>> START
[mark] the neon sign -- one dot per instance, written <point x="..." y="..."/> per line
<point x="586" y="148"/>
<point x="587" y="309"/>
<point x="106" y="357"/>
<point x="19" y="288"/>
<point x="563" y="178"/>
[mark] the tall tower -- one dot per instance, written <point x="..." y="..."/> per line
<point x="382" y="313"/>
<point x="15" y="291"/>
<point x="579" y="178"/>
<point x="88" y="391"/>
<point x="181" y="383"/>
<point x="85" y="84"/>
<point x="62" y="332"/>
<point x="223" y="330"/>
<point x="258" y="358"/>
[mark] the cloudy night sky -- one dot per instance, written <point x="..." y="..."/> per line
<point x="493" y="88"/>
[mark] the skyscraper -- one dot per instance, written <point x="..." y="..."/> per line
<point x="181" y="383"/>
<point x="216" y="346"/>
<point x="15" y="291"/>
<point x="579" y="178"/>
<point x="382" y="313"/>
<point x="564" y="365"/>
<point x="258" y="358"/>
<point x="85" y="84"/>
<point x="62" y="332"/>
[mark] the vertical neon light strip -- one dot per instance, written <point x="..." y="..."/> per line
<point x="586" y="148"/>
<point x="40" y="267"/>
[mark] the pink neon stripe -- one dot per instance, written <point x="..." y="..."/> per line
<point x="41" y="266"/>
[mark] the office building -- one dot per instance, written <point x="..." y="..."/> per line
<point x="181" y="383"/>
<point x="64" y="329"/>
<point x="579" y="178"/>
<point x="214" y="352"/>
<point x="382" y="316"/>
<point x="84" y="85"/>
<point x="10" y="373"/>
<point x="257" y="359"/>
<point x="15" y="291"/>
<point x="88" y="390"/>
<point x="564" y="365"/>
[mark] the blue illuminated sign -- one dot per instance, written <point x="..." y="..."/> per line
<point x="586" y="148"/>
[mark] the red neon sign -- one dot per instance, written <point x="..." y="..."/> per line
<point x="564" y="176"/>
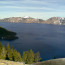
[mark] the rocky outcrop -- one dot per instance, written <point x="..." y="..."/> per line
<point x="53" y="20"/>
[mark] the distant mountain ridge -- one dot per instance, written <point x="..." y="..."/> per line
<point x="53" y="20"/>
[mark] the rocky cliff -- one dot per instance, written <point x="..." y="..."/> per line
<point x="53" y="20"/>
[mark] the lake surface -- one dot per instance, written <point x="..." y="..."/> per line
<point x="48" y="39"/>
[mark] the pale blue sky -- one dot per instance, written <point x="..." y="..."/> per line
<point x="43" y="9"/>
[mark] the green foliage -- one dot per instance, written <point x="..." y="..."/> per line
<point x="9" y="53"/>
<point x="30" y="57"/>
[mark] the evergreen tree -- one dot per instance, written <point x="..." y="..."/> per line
>> END
**Goal**
Reproduce all of the entries above, switching "dot" to "marker" wherever it occurs and leaving everything else unchanged. Omit the picture from your output.

**Written solution**
[mark] the neon sign -- one marker per instance, written <point x="..." y="..."/> per line
<point x="586" y="148"/>
<point x="587" y="309"/>
<point x="106" y="357"/>
<point x="19" y="288"/>
<point x="563" y="178"/>
[mark] the tall tower -- one marker per instance, written <point x="..." y="..."/> per line
<point x="382" y="313"/>
<point x="15" y="291"/>
<point x="579" y="178"/>
<point x="88" y="391"/>
<point x="181" y="383"/>
<point x="85" y="84"/>
<point x="62" y="332"/>
<point x="223" y="330"/>
<point x="258" y="358"/>
[mark] the cloudy night sky -- one marker per instance, written <point x="..." y="..."/> per line
<point x="493" y="88"/>
[mark] the skyscraper -- one marker per instance, written <point x="..." y="..."/> per line
<point x="181" y="383"/>
<point x="216" y="346"/>
<point x="15" y="291"/>
<point x="579" y="178"/>
<point x="382" y="313"/>
<point x="564" y="365"/>
<point x="258" y="358"/>
<point x="85" y="84"/>
<point x="62" y="332"/>
[mark] the vertical neon light strip -- one marker per instance, written <point x="..." y="..."/> per line
<point x="586" y="148"/>
<point x="40" y="267"/>
[mark] the pink neon stripe -- one marker per instance, written <point x="..." y="..."/> per line
<point x="41" y="266"/>
[mark] the office building -- one marker per instance, written <point x="..." y="..."/> per line
<point x="181" y="383"/>
<point x="64" y="329"/>
<point x="579" y="178"/>
<point x="214" y="352"/>
<point x="382" y="316"/>
<point x="84" y="85"/>
<point x="10" y="373"/>
<point x="257" y="359"/>
<point x="15" y="291"/>
<point x="88" y="390"/>
<point x="564" y="365"/>
[mark] the blue illuminated sign -- one marker per instance, written <point x="..." y="..."/> per line
<point x="586" y="148"/>
[mark] the red neon sign -- one marker per instance, written <point x="..." y="..."/> per line
<point x="564" y="176"/>
[mark] the rocky outcrop -- one marker per instance, written <point x="..." y="..."/> per line
<point x="53" y="20"/>
[mark] the distant mountain ridge -- one marker per instance, written <point x="..." y="..."/> per line
<point x="53" y="20"/>
[mark] the rocky cliff -- one marker per instance, written <point x="..." y="..."/> per line
<point x="53" y="20"/>
[mark] the lake surface -- one marker per instance, written <point x="..." y="..."/> per line
<point x="48" y="39"/>
[mark] the pale blue sky -- one marker per instance, written <point x="..." y="..."/> per line
<point x="43" y="9"/>
[mark] the green foliage -- one marker per instance, written <point x="..." y="..."/> per line
<point x="9" y="53"/>
<point x="30" y="57"/>
[mark] the evergreen tree -- one marker per instance, written <point x="..." y="..."/> per line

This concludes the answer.